## Job
Update the material below by replacing every occurrence of "pixel coordinates" with "image coordinates" and changing nothing else. Leave the pictures out of your answer.

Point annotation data

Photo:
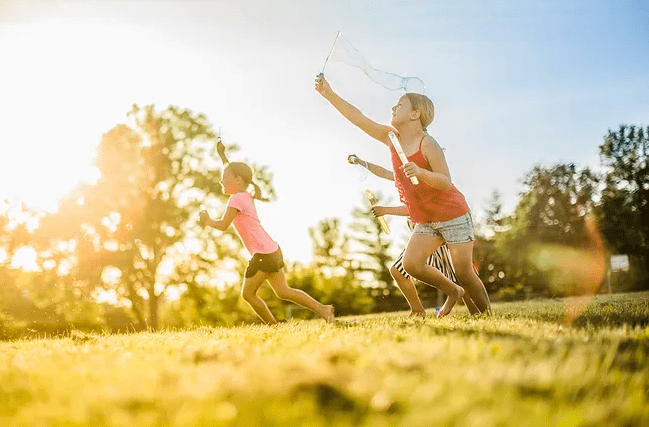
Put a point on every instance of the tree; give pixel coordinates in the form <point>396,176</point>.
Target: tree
<point>625,198</point>
<point>549,229</point>
<point>374,247</point>
<point>135,230</point>
<point>331,249</point>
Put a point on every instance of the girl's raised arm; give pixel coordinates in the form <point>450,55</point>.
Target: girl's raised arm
<point>351,113</point>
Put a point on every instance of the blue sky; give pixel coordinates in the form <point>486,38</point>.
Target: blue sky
<point>514,84</point>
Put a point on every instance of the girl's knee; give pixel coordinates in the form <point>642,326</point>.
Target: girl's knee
<point>394,272</point>
<point>284,293</point>
<point>465,276</point>
<point>413,267</point>
<point>247,293</point>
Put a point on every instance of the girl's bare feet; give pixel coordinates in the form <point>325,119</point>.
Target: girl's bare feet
<point>450,302</point>
<point>328,313</point>
<point>418,313</point>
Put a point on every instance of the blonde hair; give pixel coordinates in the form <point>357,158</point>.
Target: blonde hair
<point>425,107</point>
<point>243,170</point>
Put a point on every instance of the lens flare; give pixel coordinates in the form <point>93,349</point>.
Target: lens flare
<point>577,272</point>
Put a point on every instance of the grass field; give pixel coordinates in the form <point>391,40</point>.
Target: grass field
<point>518,368</point>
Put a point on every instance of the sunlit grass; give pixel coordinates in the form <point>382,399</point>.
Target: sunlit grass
<point>520,367</point>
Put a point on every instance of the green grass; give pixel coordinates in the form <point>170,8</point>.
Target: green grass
<point>518,368</point>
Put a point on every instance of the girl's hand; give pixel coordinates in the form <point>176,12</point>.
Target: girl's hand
<point>412,170</point>
<point>379,210</point>
<point>322,85</point>
<point>355,160</point>
<point>203,218</point>
<point>220,149</point>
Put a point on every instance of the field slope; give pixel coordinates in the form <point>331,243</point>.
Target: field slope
<point>521,367</point>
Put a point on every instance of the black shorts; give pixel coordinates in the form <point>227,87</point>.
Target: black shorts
<point>268,263</point>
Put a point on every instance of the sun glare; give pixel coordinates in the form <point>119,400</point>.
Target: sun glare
<point>55,107</point>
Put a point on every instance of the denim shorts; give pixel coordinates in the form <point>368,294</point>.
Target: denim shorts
<point>268,263</point>
<point>453,231</point>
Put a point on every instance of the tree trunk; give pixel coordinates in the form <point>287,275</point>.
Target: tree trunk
<point>153,310</point>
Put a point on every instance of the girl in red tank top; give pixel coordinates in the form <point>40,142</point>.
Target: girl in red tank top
<point>434,204</point>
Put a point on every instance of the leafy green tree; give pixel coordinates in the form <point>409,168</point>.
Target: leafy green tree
<point>331,249</point>
<point>135,229</point>
<point>625,198</point>
<point>548,228</point>
<point>373,246</point>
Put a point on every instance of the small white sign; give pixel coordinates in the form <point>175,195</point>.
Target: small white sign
<point>619,262</point>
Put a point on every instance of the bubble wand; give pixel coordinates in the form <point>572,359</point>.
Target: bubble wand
<point>355,160</point>
<point>372,200</point>
<point>330,52</point>
<point>399,149</point>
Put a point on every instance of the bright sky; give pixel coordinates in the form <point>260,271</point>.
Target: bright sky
<point>514,84</point>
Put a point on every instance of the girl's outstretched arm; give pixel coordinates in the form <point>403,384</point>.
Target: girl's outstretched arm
<point>390,210</point>
<point>351,113</point>
<point>220,224</point>
<point>377,170</point>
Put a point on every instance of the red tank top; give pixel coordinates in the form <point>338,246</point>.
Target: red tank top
<point>425,203</point>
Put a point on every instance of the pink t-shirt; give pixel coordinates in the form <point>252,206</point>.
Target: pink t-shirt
<point>247,224</point>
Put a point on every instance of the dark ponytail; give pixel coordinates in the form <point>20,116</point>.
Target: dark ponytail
<point>256,194</point>
<point>244,171</point>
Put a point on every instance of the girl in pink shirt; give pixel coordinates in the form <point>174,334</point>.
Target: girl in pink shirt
<point>267,262</point>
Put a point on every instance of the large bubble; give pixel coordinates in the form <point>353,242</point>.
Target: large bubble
<point>343,51</point>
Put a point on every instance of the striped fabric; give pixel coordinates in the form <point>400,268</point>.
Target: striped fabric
<point>440,259</point>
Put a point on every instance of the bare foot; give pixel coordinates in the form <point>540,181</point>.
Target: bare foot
<point>328,313</point>
<point>450,302</point>
<point>418,313</point>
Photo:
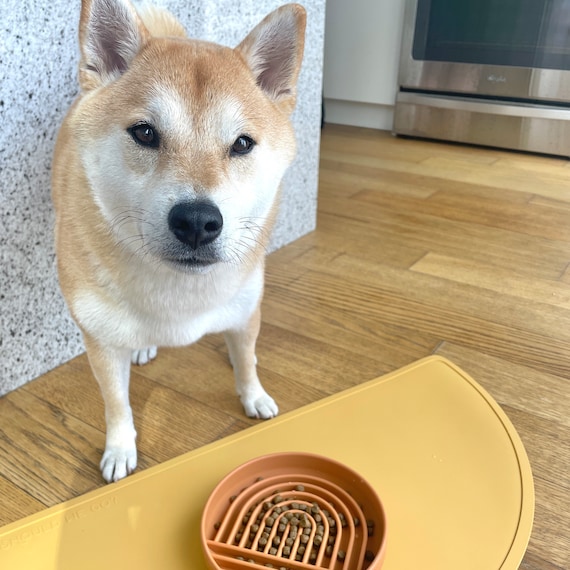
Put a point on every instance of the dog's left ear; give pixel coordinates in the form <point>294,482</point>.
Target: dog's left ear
<point>274,50</point>
<point>111,34</point>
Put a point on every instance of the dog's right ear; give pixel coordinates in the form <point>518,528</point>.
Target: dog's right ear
<point>111,34</point>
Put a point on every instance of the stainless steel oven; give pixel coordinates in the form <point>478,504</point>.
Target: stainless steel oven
<point>488,72</point>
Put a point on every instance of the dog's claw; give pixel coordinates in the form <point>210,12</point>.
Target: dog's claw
<point>117,463</point>
<point>262,407</point>
<point>143,355</point>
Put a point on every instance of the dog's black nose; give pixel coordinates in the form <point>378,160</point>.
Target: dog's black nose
<point>195,223</point>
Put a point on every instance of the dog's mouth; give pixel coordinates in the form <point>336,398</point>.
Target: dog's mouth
<point>191,263</point>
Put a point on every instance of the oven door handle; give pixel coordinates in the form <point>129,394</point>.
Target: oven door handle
<point>493,107</point>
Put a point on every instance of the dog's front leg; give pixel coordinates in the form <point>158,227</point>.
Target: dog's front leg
<point>111,368</point>
<point>256,401</point>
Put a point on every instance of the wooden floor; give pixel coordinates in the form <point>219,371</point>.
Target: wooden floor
<point>421,248</point>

## Response to this task
Photo:
Put a point on every instance of the tree; give image coordinates in the form <point>396,176</point>.
Target: tree
<point>625,198</point>
<point>549,229</point>
<point>374,247</point>
<point>135,230</point>
<point>331,249</point>
Put a point on every instance of the girl's raised arm; give image coordinates in the form <point>450,55</point>.
Target: girl's raised arm
<point>351,113</point>
Put a point on every instance of the blue sky; give image coordinates in the form <point>486,38</point>.
Target: blue sky
<point>514,84</point>
Put a point on every instance of the girl's knee; give image coordinates in the form <point>642,326</point>.
Target: girl's knee
<point>394,272</point>
<point>284,293</point>
<point>465,276</point>
<point>413,267</point>
<point>247,293</point>
Put a point on every instance of the girl's bare feet; give image coordinates in the form <point>325,119</point>.
Target: girl's bare feet
<point>450,302</point>
<point>328,313</point>
<point>418,313</point>
Put a point on every instance of the blonde hair; give image coordinates in the form <point>357,158</point>.
Target: blonde hair
<point>425,107</point>
<point>243,170</point>
Put a point on every instance of the lens flare; give image coordinates in the form <point>93,349</point>.
Target: lens flare
<point>577,272</point>
Put a point on every instance of the grass field; give image coordinates in the form <point>391,40</point>.
Target: grass field
<point>518,368</point>
Put a point on every instance of the sunlit grass; give image coordinates in the form <point>382,399</point>.
Target: sunlit grass
<point>520,367</point>
Put a point on every instance of the green grass; give image coordinates in the form <point>170,8</point>.
Target: green grass
<point>518,368</point>
Put a point on every instance of the girl's hand; give image coordinates in the form <point>176,12</point>.
Target: girl's hand
<point>412,170</point>
<point>379,210</point>
<point>322,85</point>
<point>355,160</point>
<point>203,218</point>
<point>220,149</point>
Put a point on every instance of the field slope; give image coordinates in the form <point>331,243</point>.
Target: field slope
<point>521,367</point>
Put a point on every instance of the black shorts; give image coordinates in the form <point>227,87</point>.
Target: black shorts
<point>268,263</point>
Put a point on every instance of the sun glare; give image coordinates in the form <point>119,400</point>.
Target: sun glare
<point>55,107</point>
Put a point on every instance of the denim shorts; give image coordinates in the form <point>368,294</point>.
Target: denim shorts
<point>268,263</point>
<point>453,231</point>
Put a point on every instance of the tree trunk; give image coordinates in the form <point>287,275</point>.
Target: tree trunk
<point>153,310</point>
Put a point on every instance of the girl in red tank top; give image coordinates in the form <point>40,142</point>.
Target: girl in red tank top
<point>434,204</point>
Put a point on every instance of the leafy green tree; give image coordinates in the form <point>409,168</point>.
Target: leafy green tree
<point>331,249</point>
<point>135,229</point>
<point>625,198</point>
<point>548,228</point>
<point>373,246</point>
Put a point on every instance of the small white sign; give image coordinates in the form <point>175,195</point>.
Target: small white sign
<point>619,262</point>
Put a point on every instance of the bubble wand; give image coordinates in the form <point>572,359</point>.
Target: bubble wand
<point>355,160</point>
<point>372,200</point>
<point>330,52</point>
<point>399,149</point>
Put a point on every instance of the bright sky; give image coordinates in the form <point>260,271</point>.
Target: bright sky
<point>514,84</point>
Put a point on every instance of the girl's outstretched arm; give image coordinates in the form <point>403,384</point>.
Target: girl's outstretched arm
<point>390,210</point>
<point>351,113</point>
<point>220,224</point>
<point>377,170</point>
Put a point on every instance of the red tank top; give image coordinates in the form <point>338,246</point>.
Target: red tank top
<point>425,203</point>
Put a point on every instance of the pink t-shirt; give image coordinates in the form <point>252,206</point>.
Target: pink t-shirt
<point>247,224</point>
Put a point on every instance of the dark ponytail; give image coordinates in the form <point>20,116</point>.
Target: dark ponytail
<point>256,194</point>
<point>244,171</point>
Put a point on every instance of the girl in pink shirt; give image coordinates in the form <point>174,334</point>.
Target: girl in pink shirt
<point>267,262</point>
Put a point on every instance of the large bubble; give image coordinates in the form <point>353,242</point>.
Target: large bubble
<point>343,51</point>
Put a point on every instance of the striped fabric; give image coordinates in the form <point>400,268</point>.
Target: striped fabric
<point>440,259</point>
Put a point on every instance of the bare foot; give image coordinates in the form <point>540,181</point>.
Target: bare foot
<point>328,313</point>
<point>450,302</point>
<point>418,313</point>
Photo:
Put a point on every instance of the dog's left ear; give image coordinates in the form <point>294,482</point>.
Target: dog's left ear
<point>274,50</point>
<point>111,34</point>
Put a point on every instance of the dog's right ear; give image coordinates in the form <point>518,528</point>.
Target: dog's right ear
<point>111,34</point>
Put a point on every instance of the stainless steel oven; give image coordinates in the form <point>478,504</point>.
Target: stainless steel oven
<point>488,72</point>
Put a point on every instance of the dog's claw; give image coordinates in the form <point>210,12</point>.
Target: dog's claw
<point>117,463</point>
<point>262,407</point>
<point>143,355</point>
Put a point on every instance of the dog's black nose; give image coordinates in the form <point>378,160</point>.
Target: dog's black nose
<point>195,223</point>
Put a point on every instance of the dog's mouth; give image coordinates in the form <point>336,398</point>.
Target: dog's mouth
<point>191,263</point>
Put a point on every instance of the oven door handle; give image coordinates in the form <point>129,394</point>.
Target: oven door handle
<point>493,107</point>
Put a point on every instance of the dog's front leg; give image coordinates in the form <point>158,227</point>.
Target: dog's front leg
<point>111,368</point>
<point>256,401</point>
Put a point on every instance of the wooden floor; give image coordinates in the form <point>219,371</point>.
Target: wooden floor
<point>421,248</point>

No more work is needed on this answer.